* Task objective *
Go through the data below and copy each line that includes "Pick".

*** Data for analysis ***

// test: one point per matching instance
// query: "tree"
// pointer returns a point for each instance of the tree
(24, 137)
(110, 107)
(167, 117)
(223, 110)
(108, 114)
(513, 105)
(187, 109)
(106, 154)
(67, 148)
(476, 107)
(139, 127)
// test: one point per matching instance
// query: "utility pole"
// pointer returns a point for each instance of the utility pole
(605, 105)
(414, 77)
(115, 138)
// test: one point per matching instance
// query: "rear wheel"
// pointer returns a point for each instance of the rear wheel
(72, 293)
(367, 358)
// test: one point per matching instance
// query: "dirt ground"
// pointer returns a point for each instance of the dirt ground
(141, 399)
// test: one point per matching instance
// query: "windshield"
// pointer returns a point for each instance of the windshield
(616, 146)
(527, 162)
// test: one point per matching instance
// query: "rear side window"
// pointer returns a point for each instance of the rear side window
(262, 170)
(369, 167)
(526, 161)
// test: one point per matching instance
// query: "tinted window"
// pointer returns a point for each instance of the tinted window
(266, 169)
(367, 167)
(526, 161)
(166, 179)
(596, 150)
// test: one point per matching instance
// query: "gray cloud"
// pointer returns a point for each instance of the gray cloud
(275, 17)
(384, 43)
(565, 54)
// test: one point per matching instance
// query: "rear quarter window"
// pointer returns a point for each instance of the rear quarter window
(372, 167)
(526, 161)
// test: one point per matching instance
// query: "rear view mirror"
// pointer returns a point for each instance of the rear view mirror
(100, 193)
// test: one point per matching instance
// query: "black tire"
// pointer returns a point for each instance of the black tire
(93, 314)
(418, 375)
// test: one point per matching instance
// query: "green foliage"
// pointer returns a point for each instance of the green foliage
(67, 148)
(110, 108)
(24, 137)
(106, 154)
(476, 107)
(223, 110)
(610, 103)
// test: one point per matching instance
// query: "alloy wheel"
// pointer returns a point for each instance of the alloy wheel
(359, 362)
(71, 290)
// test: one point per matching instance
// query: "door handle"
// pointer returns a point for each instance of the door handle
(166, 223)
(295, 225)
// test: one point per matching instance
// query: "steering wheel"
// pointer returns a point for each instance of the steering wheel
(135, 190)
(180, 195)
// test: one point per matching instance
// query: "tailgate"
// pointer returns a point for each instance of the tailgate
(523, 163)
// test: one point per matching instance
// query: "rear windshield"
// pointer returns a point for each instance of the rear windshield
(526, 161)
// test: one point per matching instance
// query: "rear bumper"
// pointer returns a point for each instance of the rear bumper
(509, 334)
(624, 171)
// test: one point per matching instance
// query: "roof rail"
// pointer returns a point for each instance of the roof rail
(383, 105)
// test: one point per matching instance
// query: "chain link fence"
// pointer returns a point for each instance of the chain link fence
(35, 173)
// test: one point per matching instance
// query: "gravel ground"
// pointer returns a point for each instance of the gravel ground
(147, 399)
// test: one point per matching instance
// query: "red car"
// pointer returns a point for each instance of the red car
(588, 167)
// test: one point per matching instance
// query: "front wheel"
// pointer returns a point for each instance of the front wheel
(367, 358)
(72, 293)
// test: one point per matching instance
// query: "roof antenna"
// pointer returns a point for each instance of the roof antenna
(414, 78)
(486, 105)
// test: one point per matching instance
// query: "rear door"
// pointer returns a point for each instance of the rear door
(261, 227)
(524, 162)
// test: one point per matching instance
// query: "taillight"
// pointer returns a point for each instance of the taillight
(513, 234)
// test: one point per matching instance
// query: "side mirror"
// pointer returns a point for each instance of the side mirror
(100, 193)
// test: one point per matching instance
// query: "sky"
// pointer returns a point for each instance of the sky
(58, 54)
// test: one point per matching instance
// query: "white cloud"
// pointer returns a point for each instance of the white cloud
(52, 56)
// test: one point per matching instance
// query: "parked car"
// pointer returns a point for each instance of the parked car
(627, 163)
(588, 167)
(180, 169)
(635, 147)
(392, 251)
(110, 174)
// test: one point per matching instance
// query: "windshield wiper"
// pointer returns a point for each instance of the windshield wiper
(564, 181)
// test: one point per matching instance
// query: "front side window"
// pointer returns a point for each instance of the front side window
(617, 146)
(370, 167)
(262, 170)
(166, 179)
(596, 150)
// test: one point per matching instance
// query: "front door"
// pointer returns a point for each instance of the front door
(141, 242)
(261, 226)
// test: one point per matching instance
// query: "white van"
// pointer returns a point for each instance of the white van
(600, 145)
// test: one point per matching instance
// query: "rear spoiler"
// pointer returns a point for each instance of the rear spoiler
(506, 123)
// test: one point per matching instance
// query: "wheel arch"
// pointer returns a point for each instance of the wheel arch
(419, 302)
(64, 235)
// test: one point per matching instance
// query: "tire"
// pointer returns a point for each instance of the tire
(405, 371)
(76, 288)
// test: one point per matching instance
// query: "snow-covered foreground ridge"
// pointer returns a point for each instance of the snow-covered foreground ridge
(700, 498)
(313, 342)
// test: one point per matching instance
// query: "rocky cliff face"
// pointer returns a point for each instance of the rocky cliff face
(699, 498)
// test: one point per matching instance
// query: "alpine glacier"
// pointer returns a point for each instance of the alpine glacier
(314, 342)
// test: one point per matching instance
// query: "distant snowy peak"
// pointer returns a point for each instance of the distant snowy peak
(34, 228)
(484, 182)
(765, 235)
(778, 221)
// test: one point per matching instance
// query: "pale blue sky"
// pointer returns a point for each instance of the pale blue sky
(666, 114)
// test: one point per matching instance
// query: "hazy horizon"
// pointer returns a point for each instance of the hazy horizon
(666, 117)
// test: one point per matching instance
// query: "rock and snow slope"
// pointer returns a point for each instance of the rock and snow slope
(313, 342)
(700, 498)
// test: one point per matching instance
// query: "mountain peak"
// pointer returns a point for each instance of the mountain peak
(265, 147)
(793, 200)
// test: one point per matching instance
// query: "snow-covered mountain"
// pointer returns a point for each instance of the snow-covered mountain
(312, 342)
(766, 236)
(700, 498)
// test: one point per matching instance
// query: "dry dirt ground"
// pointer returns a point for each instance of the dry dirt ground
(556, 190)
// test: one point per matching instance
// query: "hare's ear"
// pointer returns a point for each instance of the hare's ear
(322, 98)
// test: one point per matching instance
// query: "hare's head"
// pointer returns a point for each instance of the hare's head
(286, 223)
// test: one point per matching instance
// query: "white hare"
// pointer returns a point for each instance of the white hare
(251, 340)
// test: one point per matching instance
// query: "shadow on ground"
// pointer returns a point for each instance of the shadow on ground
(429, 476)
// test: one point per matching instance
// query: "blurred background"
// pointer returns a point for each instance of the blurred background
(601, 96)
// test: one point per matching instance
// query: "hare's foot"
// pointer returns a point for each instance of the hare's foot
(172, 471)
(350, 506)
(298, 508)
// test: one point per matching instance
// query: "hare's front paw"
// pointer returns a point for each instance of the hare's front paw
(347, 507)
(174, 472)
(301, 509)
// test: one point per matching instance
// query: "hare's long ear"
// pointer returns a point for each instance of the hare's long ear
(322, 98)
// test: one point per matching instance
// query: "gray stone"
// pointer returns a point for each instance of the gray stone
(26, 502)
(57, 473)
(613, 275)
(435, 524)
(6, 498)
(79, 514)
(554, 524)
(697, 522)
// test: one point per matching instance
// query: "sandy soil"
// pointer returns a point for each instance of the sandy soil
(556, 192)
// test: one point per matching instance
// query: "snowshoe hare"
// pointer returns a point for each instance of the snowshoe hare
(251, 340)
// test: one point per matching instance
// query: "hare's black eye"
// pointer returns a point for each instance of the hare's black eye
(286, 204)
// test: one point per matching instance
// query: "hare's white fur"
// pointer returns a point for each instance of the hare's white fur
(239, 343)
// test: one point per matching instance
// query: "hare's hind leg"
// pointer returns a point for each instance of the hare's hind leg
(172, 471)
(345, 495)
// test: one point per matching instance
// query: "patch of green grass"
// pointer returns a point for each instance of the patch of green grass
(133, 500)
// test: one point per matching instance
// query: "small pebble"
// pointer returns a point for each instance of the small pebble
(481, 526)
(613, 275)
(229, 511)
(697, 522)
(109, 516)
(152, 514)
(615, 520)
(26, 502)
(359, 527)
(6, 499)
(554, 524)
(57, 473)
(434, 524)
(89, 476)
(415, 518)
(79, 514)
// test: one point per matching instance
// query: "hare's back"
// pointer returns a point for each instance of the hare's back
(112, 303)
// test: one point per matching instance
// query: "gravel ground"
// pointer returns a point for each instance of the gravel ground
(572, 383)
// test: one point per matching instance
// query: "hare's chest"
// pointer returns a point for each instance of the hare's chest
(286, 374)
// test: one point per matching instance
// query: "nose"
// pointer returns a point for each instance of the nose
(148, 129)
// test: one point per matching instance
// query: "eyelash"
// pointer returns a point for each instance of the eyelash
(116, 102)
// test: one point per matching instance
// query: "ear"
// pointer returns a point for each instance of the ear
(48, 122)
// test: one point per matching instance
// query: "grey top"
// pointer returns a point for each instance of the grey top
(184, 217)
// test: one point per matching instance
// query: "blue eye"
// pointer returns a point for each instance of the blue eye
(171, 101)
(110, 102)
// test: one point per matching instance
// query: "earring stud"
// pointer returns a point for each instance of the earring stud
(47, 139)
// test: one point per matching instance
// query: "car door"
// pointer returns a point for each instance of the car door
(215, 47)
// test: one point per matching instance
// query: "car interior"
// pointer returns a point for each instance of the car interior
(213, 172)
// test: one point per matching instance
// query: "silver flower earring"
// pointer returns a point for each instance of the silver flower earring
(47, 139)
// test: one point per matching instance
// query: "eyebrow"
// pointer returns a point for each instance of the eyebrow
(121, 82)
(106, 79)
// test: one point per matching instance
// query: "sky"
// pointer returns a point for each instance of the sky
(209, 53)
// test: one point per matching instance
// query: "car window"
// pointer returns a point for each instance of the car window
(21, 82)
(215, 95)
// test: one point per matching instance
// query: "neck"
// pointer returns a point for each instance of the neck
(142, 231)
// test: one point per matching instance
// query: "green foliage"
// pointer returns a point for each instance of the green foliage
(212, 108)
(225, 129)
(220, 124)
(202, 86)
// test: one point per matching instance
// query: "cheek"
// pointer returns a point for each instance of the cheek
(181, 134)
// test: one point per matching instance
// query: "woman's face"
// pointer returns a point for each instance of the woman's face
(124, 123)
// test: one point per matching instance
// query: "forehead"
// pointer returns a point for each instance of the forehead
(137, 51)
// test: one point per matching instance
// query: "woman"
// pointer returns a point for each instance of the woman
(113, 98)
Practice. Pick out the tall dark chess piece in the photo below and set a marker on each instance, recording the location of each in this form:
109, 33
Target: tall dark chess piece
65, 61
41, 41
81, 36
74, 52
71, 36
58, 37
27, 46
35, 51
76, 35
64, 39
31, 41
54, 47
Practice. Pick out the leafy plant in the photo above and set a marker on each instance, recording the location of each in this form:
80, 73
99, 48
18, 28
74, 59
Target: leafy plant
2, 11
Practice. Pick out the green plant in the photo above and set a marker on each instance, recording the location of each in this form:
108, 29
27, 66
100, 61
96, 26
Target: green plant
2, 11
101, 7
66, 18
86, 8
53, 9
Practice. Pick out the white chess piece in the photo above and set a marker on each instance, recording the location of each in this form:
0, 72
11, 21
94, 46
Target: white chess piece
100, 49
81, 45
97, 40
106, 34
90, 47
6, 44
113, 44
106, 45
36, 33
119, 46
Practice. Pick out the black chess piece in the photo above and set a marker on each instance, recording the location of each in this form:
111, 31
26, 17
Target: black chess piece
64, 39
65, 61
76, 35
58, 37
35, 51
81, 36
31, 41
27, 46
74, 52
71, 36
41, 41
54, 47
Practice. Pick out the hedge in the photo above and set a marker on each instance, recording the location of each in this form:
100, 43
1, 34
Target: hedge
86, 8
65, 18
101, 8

***

* Output *
Practice. Pick out the tall dark chess piece in the photo below and set a marker on each instance, recording the location of each in this form:
Practice. Pick out the leafy plant in the photo above and set a marker on each instance, recording the location of each in this form:
Practice. Pick out the green plant in the photo above and set a marker on each instance, recording the location of each in this form:
Practice. Pick out the white chess piece in the photo above and set a marker on each instance, recording the location of each in this form:
Practice. Pick out the black chess piece in the photo above and set a marker on each instance, recording the location of each in this form:
Practice. Pick out the hedge in the photo above and set a marker on each instance, recording the location of each in this form:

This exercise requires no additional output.